Point-per-instance localization data:
^^^^^^^^

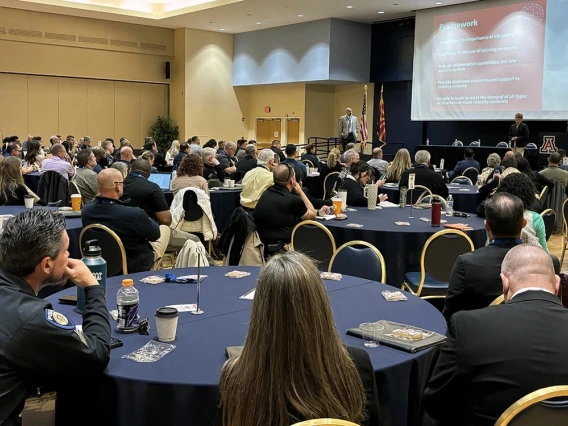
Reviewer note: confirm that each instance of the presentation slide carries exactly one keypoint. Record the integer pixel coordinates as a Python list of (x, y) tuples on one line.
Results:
[(490, 62)]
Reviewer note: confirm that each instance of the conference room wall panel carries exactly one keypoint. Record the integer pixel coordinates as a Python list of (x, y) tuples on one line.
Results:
[(43, 105), (73, 116), (14, 105)]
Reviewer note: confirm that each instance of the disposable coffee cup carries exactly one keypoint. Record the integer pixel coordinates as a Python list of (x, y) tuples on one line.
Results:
[(29, 201), (166, 323)]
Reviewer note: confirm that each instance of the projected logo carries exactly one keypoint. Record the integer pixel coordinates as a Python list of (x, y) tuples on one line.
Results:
[(548, 145), (532, 15)]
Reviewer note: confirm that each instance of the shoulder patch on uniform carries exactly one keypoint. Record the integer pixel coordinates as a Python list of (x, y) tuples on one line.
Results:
[(58, 320)]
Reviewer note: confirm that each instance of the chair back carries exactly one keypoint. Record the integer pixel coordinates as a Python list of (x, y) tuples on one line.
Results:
[(546, 406), (440, 253), (549, 219), (329, 183), (365, 261), (325, 422), (315, 240), (498, 301), (471, 173), (111, 246), (462, 180), (193, 211)]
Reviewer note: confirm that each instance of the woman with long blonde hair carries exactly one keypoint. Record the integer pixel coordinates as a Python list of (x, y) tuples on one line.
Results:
[(399, 165), (293, 366)]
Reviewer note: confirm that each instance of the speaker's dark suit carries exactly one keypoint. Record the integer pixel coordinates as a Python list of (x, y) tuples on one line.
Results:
[(495, 356)]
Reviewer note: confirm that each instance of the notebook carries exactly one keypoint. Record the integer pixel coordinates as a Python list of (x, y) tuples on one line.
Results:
[(161, 179)]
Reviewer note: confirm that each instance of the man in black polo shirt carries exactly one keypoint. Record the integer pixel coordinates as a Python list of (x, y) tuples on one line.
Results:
[(144, 240), (278, 210)]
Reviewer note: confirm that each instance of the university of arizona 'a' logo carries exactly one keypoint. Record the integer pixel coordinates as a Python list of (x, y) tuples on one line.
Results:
[(548, 145)]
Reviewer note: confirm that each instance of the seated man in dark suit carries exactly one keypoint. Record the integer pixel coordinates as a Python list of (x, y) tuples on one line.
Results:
[(424, 176), (475, 280), (496, 355), (465, 164)]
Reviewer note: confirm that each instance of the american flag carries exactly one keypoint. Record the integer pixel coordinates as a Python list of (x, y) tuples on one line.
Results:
[(382, 123), (364, 131)]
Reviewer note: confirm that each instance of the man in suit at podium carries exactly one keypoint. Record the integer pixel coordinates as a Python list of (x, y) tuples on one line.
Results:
[(348, 128)]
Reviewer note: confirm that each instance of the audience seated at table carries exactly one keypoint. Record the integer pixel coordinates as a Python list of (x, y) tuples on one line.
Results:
[(212, 168), (399, 165), (520, 185), (276, 145), (497, 355), (85, 178), (190, 174), (553, 171), (227, 158), (360, 174), (332, 165), (465, 164), (12, 187), (378, 164), (310, 156), (258, 179), (424, 176), (309, 373), (475, 279), (144, 241), (248, 161), (291, 159), (278, 210), (58, 162), (172, 152)]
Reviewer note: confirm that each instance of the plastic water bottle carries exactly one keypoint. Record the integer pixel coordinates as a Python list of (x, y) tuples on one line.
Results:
[(450, 206), (92, 258), (127, 300)]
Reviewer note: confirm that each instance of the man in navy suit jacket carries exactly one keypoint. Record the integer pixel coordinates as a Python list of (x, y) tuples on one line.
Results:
[(465, 164)]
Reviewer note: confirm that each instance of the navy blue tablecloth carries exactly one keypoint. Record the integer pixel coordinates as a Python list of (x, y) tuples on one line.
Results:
[(182, 388), (401, 246), (465, 196), (223, 204)]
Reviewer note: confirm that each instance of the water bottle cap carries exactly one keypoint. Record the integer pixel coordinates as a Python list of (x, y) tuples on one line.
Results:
[(91, 248)]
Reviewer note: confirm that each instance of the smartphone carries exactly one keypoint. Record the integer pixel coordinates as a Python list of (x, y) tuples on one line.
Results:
[(70, 299)]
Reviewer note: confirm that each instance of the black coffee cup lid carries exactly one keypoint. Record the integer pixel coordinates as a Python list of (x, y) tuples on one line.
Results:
[(166, 312)]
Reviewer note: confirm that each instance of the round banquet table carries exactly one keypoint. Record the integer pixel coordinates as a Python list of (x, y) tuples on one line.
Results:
[(182, 388), (223, 204), (401, 246), (465, 196)]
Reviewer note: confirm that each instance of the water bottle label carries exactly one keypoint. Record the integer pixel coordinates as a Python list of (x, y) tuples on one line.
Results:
[(127, 316)]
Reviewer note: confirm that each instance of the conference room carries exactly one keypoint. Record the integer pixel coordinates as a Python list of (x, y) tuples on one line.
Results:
[(286, 213)]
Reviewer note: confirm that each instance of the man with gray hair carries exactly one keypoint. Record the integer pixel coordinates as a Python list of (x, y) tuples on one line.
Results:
[(249, 161), (424, 176), (496, 355), (258, 179)]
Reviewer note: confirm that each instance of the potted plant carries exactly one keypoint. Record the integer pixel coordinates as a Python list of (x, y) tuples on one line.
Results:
[(164, 131)]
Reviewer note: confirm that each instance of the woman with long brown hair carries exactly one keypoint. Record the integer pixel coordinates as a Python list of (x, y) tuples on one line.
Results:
[(399, 165), (293, 366)]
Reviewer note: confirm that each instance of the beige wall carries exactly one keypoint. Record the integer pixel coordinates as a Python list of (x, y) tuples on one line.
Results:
[(46, 106)]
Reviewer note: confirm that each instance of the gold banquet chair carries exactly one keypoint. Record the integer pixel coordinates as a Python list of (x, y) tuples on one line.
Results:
[(111, 246), (438, 257), (325, 422), (537, 408), (314, 240)]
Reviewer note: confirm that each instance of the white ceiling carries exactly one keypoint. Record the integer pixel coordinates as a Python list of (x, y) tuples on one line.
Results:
[(234, 16)]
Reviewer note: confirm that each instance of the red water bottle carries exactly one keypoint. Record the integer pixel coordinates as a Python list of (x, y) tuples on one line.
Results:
[(436, 213)]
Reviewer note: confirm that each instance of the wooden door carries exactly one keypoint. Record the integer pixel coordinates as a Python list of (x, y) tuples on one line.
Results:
[(293, 130)]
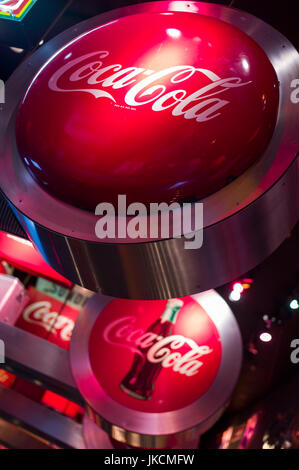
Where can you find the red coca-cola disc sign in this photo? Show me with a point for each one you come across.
(155, 356)
(157, 106)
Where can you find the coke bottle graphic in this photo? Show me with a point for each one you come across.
(140, 380)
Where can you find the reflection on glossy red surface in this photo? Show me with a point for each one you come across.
(160, 107)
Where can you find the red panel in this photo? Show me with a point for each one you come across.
(21, 254)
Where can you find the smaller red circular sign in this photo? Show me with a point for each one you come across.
(155, 356)
(160, 107)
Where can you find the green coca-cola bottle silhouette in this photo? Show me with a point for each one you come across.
(140, 380)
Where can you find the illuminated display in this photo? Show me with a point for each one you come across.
(15, 10)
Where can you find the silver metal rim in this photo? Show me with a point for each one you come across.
(118, 420)
(32, 201)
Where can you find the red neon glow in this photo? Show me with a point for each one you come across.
(21, 254)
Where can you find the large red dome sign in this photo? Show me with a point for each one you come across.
(157, 106)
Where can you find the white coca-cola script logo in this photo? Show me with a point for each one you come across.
(95, 77)
(39, 313)
(121, 333)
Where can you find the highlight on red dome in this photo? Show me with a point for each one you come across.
(149, 225)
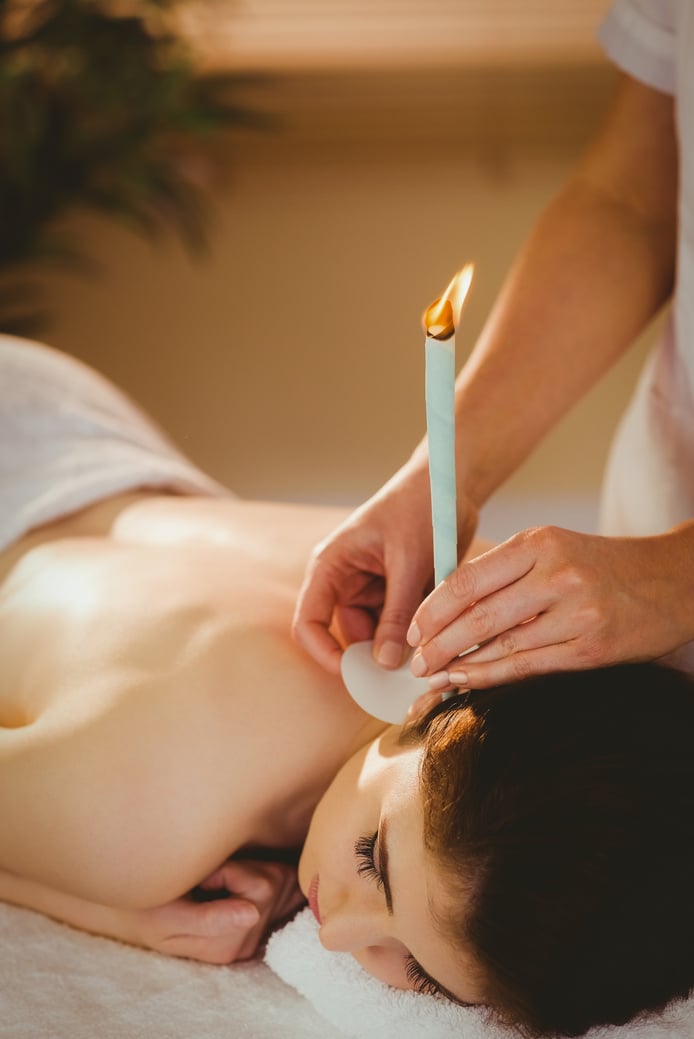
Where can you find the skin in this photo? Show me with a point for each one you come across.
(382, 914)
(598, 265)
(156, 718)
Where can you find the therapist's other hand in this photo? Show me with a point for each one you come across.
(555, 600)
(367, 579)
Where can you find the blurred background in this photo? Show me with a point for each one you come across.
(407, 137)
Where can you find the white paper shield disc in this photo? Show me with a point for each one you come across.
(383, 694)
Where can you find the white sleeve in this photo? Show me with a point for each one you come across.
(639, 36)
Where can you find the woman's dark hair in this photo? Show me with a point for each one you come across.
(562, 809)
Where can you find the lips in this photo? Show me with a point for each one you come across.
(313, 899)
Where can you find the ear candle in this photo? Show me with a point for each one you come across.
(439, 323)
(389, 694)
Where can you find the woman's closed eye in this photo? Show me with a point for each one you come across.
(419, 979)
(364, 849)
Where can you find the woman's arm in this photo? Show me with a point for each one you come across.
(250, 898)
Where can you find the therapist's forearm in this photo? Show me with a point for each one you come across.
(597, 267)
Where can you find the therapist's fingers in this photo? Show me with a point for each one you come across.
(472, 582)
(501, 619)
(404, 588)
(504, 670)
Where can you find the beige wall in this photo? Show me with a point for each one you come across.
(289, 363)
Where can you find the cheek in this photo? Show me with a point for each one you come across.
(386, 963)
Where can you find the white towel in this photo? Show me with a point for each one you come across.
(362, 1007)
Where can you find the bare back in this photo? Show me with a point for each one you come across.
(156, 716)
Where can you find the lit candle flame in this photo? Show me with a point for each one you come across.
(442, 317)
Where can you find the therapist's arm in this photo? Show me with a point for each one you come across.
(552, 600)
(596, 268)
(598, 265)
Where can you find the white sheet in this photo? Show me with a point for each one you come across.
(57, 983)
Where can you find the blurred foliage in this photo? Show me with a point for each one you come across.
(101, 107)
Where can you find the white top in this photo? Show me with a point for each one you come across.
(649, 480)
(69, 437)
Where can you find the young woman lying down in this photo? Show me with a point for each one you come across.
(177, 774)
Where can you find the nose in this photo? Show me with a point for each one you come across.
(354, 922)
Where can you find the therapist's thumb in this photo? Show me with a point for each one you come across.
(402, 597)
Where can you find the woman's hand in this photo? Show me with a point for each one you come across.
(367, 579)
(260, 896)
(229, 915)
(554, 600)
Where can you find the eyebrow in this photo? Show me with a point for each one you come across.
(382, 869)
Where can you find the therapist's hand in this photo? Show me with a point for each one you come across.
(367, 579)
(554, 600)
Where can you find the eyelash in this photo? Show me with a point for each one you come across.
(364, 849)
(420, 981)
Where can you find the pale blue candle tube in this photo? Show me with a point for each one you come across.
(439, 385)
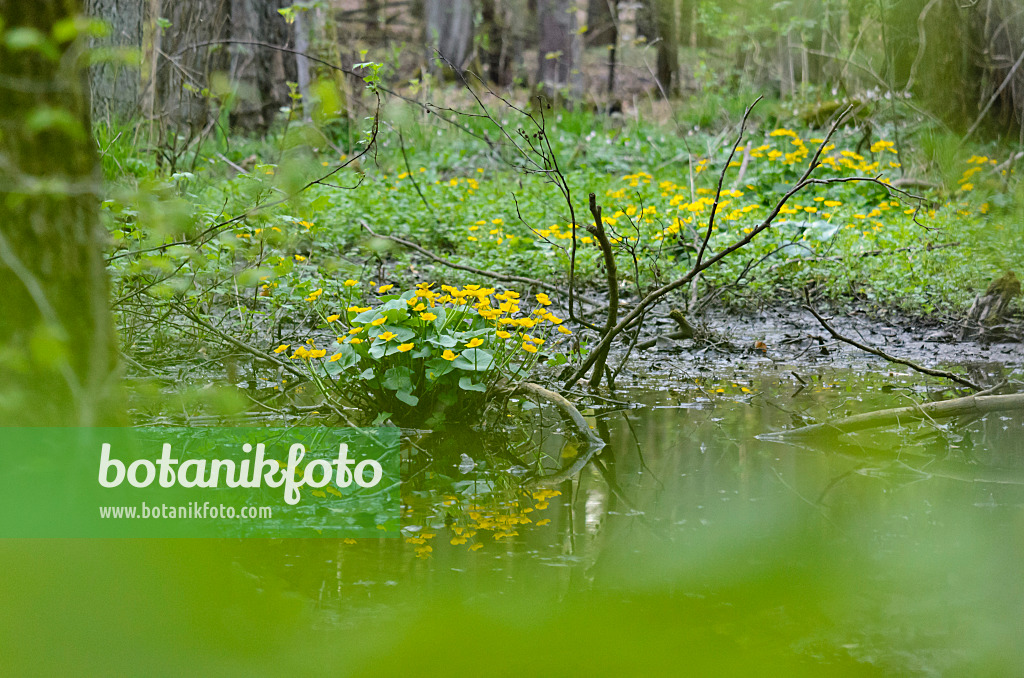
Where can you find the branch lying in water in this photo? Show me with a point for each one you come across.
(586, 432)
(892, 358)
(972, 405)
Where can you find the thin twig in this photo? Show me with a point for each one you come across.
(892, 358)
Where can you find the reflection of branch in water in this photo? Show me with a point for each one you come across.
(636, 440)
(817, 507)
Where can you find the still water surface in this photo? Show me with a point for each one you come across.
(685, 547)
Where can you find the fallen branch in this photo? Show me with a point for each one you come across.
(597, 230)
(971, 405)
(477, 271)
(263, 356)
(650, 343)
(528, 388)
(892, 358)
(701, 264)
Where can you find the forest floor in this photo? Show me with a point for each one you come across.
(271, 240)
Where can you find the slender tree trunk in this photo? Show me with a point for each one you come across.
(57, 352)
(496, 55)
(115, 83)
(302, 62)
(558, 45)
(668, 46)
(450, 31)
(602, 23)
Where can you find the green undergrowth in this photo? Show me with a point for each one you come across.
(246, 227)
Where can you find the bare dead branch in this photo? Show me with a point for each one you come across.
(892, 358)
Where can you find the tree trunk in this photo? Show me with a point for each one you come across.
(57, 352)
(602, 23)
(668, 46)
(558, 45)
(115, 83)
(497, 56)
(450, 31)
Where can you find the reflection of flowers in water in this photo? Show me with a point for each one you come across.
(483, 513)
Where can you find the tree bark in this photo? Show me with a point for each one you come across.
(450, 31)
(115, 83)
(57, 351)
(602, 23)
(558, 46)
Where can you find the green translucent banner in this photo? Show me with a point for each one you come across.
(188, 482)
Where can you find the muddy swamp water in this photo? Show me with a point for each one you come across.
(687, 545)
(621, 343)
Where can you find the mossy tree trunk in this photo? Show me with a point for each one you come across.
(57, 351)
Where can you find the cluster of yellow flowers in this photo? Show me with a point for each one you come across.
(503, 519)
(499, 308)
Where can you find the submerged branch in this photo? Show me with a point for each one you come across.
(971, 405)
(478, 271)
(892, 358)
(527, 388)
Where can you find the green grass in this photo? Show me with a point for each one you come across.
(475, 198)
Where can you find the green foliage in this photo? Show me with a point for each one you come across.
(424, 356)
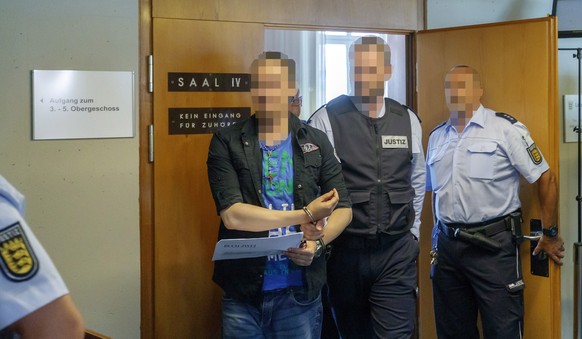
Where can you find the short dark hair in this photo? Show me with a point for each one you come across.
(285, 61)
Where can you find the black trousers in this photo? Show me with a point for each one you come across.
(468, 280)
(372, 289)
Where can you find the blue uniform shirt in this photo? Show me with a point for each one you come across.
(475, 175)
(28, 279)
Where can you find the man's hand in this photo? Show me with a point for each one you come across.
(554, 247)
(322, 206)
(311, 231)
(302, 256)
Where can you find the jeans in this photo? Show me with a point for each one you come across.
(282, 314)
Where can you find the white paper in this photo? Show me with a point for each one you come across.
(255, 247)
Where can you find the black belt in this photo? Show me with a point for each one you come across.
(487, 228)
(478, 234)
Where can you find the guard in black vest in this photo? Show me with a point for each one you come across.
(372, 268)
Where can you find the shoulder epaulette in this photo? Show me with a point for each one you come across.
(437, 127)
(413, 111)
(506, 117)
(341, 104)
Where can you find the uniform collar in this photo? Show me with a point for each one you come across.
(479, 118)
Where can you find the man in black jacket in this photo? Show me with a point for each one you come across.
(266, 175)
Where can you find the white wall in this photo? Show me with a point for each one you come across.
(82, 195)
(450, 13)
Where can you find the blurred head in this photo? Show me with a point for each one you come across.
(463, 90)
(272, 84)
(370, 66)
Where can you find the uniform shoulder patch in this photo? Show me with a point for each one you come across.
(534, 154)
(506, 117)
(438, 126)
(17, 259)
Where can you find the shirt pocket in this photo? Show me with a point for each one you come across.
(482, 160)
(439, 172)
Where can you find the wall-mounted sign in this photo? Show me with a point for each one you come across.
(570, 117)
(209, 82)
(204, 120)
(82, 104)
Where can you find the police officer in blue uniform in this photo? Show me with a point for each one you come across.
(34, 301)
(372, 267)
(474, 163)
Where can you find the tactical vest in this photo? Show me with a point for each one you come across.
(376, 157)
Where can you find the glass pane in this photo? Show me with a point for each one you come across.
(336, 71)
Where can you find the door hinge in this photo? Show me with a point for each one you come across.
(150, 73)
(151, 143)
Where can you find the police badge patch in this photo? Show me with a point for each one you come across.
(17, 260)
(309, 147)
(534, 154)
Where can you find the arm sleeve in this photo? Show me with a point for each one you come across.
(331, 173)
(222, 175)
(29, 281)
(418, 174)
(524, 154)
(320, 120)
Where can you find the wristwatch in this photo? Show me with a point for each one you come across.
(550, 232)
(318, 248)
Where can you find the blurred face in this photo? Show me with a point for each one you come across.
(463, 90)
(369, 70)
(271, 88)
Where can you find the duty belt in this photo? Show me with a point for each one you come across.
(478, 234)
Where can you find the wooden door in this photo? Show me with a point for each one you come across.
(186, 303)
(517, 63)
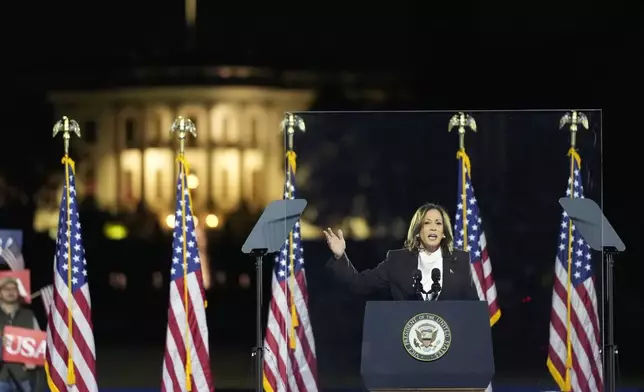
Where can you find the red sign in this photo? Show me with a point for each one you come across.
(23, 278)
(21, 345)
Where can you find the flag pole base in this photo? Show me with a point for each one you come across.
(610, 349)
(258, 350)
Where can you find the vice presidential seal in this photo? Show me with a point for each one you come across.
(427, 337)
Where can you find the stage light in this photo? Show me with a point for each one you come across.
(212, 221)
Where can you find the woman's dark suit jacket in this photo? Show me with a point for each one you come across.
(395, 274)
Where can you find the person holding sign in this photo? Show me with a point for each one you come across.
(13, 314)
(428, 260)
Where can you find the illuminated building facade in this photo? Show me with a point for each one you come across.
(127, 155)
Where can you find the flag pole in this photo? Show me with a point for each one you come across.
(574, 119)
(289, 125)
(181, 127)
(68, 126)
(463, 121)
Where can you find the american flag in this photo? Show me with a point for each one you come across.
(47, 297)
(70, 360)
(10, 252)
(290, 364)
(574, 357)
(186, 362)
(469, 236)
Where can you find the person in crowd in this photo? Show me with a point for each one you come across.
(14, 377)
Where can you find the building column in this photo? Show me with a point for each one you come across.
(141, 119)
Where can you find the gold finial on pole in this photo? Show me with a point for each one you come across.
(66, 126)
(462, 121)
(290, 123)
(574, 118)
(182, 127)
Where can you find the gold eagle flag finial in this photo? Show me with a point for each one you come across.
(462, 121)
(575, 119)
(289, 125)
(67, 126)
(182, 127)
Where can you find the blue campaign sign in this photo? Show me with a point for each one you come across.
(9, 236)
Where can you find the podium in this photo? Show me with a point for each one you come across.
(427, 346)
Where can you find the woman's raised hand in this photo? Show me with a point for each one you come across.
(336, 242)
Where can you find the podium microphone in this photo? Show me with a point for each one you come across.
(436, 286)
(418, 285)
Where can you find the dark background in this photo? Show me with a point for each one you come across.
(429, 56)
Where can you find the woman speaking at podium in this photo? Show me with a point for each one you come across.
(427, 257)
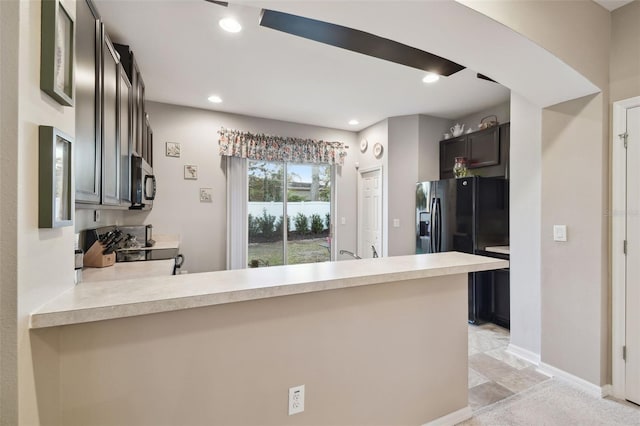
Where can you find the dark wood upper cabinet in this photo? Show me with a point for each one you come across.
(484, 148)
(124, 125)
(87, 146)
(110, 131)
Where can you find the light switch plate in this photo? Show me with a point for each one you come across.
(559, 232)
(296, 400)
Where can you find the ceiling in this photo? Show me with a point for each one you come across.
(612, 5)
(185, 57)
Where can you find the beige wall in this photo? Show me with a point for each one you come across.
(374, 355)
(525, 196)
(9, 12)
(625, 52)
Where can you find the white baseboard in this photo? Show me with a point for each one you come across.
(588, 387)
(525, 354)
(452, 419)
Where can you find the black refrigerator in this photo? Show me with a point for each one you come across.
(466, 215)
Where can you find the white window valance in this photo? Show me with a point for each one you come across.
(235, 143)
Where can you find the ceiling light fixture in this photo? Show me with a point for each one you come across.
(431, 78)
(230, 25)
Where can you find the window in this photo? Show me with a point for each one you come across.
(293, 229)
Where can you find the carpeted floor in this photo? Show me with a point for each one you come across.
(552, 403)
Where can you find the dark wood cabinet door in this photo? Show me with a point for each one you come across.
(501, 298)
(110, 131)
(87, 144)
(125, 121)
(449, 150)
(484, 148)
(149, 141)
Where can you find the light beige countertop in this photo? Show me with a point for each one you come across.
(498, 249)
(128, 270)
(118, 299)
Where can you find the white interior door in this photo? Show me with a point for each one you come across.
(370, 213)
(632, 322)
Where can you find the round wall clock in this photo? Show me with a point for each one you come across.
(363, 145)
(377, 150)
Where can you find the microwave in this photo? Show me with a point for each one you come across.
(143, 184)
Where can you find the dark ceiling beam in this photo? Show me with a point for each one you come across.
(358, 41)
(220, 3)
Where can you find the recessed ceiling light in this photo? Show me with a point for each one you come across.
(431, 78)
(230, 25)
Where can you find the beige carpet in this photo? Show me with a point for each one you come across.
(555, 403)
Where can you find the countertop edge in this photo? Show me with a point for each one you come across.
(44, 318)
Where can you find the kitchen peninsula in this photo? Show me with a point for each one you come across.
(374, 341)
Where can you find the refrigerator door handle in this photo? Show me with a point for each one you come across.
(439, 228)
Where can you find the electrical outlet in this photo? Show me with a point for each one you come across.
(296, 400)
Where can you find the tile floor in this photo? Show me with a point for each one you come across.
(495, 374)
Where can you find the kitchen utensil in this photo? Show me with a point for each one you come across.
(488, 121)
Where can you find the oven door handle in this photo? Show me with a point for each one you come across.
(178, 261)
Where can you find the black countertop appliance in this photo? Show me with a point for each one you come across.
(466, 215)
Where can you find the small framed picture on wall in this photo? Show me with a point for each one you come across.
(206, 195)
(191, 172)
(172, 149)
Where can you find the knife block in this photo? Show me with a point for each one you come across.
(94, 257)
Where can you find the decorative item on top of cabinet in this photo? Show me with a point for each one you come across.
(54, 178)
(138, 126)
(487, 152)
(57, 49)
(126, 145)
(172, 149)
(110, 130)
(191, 172)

^^^^^^^^

Each line from the top of the records through the one containing "Reviewer note: confirm that each instance of the chair" needs to be transcribed exactly, without pictures.

Output below:
Reviewer note: confirm that each instance of the presentation slide carries exactly one keypoint. Record the integer pixel coordinates as a Python list of (x, y) tuples on one line.
Results:
[(490, 62)]
Reviewer note: confirm that each instance of the conference room wall panel carries exactly one keypoint. Record the integer pixel coordinates as a Python list of (x, y) tuples on one line.
Results:
[(43, 105), (73, 116), (14, 105)]
Reviewer note: confirm that each instance of the disposable coffee cup carries exactly one keypoint. Record the integer pixel coordinates as a Python list of (x, y) tuples on one line.
Results:
[(29, 201), (166, 323)]
Reviewer note: confirm that each instance of the projected logo carries exactly one keypoint. Record the integer pixel coordinates as a Python list of (x, y) tuples on one line.
Results:
[(548, 145), (532, 15)]
Reviewer note: confirm that each instance of the shoulder patch on uniform carries exactly one keypoint. Record the integer pixel coordinates as a Python list of (x, y) tuples on one line.
Results:
[(58, 320)]
Reviewer note: confirm that each instance of the chair back carries exactly one keypoint. Record the integer pixel coordinates as a Python list of (x, y) tuples on one line.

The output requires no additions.